Natural-language object grounding data:
*** Block opens ***
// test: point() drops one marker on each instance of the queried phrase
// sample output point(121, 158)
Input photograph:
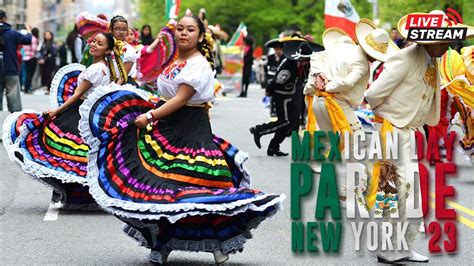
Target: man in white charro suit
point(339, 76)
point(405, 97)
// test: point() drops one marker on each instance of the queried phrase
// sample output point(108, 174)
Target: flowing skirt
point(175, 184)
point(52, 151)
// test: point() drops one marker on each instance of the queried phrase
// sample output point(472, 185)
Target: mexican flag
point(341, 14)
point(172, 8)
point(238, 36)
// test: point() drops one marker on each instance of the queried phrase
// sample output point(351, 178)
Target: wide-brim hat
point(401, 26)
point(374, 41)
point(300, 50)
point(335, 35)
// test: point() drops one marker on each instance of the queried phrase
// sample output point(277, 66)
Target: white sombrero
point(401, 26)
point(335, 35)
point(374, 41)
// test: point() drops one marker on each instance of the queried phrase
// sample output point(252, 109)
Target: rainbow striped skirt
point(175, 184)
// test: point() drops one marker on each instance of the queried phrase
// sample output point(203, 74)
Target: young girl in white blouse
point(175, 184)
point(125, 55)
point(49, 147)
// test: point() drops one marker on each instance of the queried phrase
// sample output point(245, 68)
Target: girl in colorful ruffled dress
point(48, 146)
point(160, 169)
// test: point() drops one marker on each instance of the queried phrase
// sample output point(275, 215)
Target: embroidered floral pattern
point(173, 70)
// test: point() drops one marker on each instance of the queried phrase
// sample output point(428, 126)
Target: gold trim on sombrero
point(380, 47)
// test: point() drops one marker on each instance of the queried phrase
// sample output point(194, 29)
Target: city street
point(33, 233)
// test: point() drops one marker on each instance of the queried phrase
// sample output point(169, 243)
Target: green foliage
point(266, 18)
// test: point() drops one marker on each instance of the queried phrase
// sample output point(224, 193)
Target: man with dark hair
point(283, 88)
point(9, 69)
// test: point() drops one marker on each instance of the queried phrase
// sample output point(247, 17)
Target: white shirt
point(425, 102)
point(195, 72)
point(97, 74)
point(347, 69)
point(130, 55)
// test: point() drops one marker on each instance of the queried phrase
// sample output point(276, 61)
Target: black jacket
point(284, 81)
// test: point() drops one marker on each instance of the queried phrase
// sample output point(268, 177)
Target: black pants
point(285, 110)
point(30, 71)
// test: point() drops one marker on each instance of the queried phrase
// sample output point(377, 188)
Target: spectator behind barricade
*** Block closes ***
*** Block opens ***
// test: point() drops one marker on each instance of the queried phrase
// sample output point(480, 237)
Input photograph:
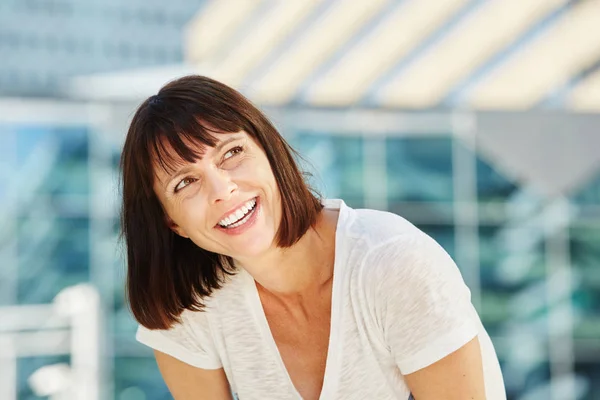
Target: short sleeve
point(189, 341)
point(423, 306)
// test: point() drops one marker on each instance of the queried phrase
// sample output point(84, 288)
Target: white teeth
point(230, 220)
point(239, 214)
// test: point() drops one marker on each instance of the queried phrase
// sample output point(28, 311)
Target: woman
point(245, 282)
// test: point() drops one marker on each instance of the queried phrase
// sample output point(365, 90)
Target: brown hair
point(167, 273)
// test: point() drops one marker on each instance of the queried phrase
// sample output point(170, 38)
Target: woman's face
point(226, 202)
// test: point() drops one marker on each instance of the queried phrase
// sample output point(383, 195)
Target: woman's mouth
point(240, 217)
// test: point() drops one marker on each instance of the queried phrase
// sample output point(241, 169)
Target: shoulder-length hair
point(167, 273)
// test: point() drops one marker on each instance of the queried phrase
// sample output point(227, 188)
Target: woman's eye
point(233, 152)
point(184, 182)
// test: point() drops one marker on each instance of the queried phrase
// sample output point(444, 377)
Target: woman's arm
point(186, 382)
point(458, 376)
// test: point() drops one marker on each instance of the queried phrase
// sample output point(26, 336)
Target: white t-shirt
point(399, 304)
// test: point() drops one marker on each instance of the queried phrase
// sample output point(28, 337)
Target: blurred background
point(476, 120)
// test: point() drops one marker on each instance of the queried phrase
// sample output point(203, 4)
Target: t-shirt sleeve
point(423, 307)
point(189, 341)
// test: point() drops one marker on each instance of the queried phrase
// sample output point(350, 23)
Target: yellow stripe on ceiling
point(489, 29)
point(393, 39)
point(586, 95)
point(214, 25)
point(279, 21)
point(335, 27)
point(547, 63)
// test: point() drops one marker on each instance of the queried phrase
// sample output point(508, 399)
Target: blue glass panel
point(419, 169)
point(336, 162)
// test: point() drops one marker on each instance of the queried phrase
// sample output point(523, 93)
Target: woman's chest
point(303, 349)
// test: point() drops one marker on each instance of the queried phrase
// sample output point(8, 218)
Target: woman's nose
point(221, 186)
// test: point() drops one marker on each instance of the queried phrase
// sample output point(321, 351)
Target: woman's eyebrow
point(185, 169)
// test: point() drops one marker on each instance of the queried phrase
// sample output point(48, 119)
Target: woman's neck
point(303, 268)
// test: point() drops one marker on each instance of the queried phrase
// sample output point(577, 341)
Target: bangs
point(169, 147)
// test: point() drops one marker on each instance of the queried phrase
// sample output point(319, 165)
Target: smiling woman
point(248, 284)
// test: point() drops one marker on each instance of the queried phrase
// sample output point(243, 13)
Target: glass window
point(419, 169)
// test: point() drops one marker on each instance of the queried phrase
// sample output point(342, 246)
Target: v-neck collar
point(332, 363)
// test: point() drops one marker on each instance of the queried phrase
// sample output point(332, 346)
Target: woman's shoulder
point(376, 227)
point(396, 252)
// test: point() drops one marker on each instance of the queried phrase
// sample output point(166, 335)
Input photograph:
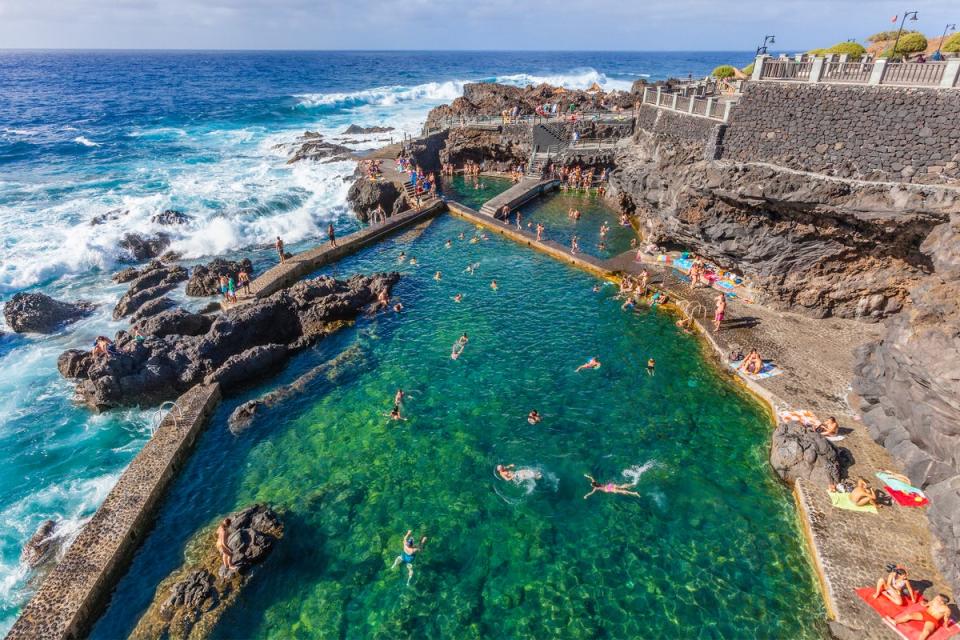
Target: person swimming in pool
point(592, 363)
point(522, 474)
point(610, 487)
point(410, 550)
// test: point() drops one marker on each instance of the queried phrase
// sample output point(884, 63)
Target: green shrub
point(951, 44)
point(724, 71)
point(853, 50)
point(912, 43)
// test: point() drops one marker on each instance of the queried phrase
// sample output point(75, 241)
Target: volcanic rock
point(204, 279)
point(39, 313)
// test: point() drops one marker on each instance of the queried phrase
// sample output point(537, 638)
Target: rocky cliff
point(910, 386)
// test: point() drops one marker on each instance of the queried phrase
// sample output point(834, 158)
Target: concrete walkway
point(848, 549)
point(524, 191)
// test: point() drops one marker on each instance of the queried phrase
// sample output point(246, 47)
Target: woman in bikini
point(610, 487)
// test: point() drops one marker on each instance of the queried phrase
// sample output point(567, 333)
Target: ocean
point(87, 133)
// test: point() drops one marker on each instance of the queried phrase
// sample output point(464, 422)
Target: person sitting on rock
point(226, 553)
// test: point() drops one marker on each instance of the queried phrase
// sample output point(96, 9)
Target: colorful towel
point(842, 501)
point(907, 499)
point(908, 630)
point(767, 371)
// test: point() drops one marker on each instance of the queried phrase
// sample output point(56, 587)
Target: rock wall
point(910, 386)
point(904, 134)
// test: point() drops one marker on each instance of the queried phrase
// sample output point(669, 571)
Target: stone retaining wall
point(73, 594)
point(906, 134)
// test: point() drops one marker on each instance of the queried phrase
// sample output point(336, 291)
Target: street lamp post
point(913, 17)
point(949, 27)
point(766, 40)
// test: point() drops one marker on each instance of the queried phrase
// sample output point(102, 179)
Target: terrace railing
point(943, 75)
*** Block closes ***
*** Block opens ***
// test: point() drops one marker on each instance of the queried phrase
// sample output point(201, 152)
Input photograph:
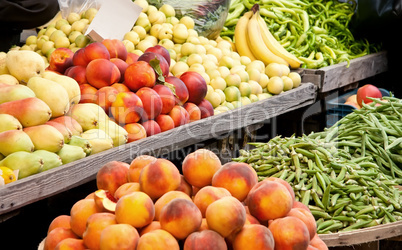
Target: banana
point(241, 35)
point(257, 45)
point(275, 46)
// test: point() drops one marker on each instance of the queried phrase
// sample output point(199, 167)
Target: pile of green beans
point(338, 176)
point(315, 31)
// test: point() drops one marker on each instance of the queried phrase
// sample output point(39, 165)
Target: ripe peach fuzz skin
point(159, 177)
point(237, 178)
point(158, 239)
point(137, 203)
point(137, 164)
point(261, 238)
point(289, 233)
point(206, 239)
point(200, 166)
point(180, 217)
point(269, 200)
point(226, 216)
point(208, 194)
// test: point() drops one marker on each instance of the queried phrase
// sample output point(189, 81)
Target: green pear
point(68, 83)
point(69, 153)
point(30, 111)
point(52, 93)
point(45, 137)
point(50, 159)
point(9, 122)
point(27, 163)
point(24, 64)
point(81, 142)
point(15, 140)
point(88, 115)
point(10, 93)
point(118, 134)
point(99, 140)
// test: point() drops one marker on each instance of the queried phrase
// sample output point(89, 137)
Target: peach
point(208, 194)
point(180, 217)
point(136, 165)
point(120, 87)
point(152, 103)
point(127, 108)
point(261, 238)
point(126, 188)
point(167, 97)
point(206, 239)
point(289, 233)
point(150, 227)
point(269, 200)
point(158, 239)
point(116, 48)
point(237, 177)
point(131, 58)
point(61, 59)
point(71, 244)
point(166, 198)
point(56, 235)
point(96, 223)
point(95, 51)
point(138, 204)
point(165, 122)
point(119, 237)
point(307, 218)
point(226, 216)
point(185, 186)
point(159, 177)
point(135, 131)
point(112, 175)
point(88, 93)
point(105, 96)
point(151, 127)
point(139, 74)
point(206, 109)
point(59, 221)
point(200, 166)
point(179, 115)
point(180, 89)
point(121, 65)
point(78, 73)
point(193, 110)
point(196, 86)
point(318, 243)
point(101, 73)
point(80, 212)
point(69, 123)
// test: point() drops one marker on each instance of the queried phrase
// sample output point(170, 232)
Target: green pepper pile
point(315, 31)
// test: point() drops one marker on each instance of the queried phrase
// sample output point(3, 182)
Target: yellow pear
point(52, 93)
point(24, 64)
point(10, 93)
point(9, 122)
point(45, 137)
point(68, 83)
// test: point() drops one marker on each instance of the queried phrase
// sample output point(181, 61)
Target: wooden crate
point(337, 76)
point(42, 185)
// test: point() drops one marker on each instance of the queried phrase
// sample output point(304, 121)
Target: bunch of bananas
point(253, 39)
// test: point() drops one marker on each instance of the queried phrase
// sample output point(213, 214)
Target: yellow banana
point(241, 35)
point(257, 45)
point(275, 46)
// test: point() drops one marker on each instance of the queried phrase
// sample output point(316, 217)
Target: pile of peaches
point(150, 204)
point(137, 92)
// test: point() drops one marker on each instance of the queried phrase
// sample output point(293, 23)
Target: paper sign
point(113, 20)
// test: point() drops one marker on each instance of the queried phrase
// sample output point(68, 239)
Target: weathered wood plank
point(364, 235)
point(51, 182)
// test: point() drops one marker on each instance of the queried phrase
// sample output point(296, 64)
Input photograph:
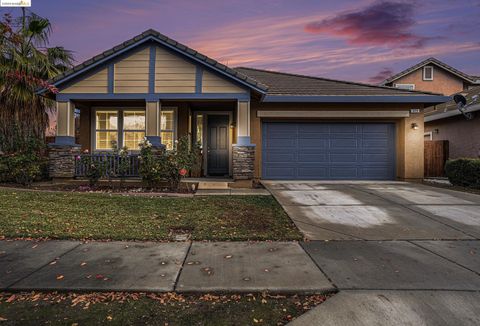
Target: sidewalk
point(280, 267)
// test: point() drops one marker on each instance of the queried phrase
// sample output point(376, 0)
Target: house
*** Block closes ***
Only the lines above starting with the one with "Target: black pants" and going through the one with "Target: spectator behind barricade" are to be copied, word for word and with both ends kept.

Target: black pants
point(285, 110)
point(30, 71)
// test: point() drops one marker on each instance of the queried phrase
// sample output point(377, 188)
Target: spectator behind barricade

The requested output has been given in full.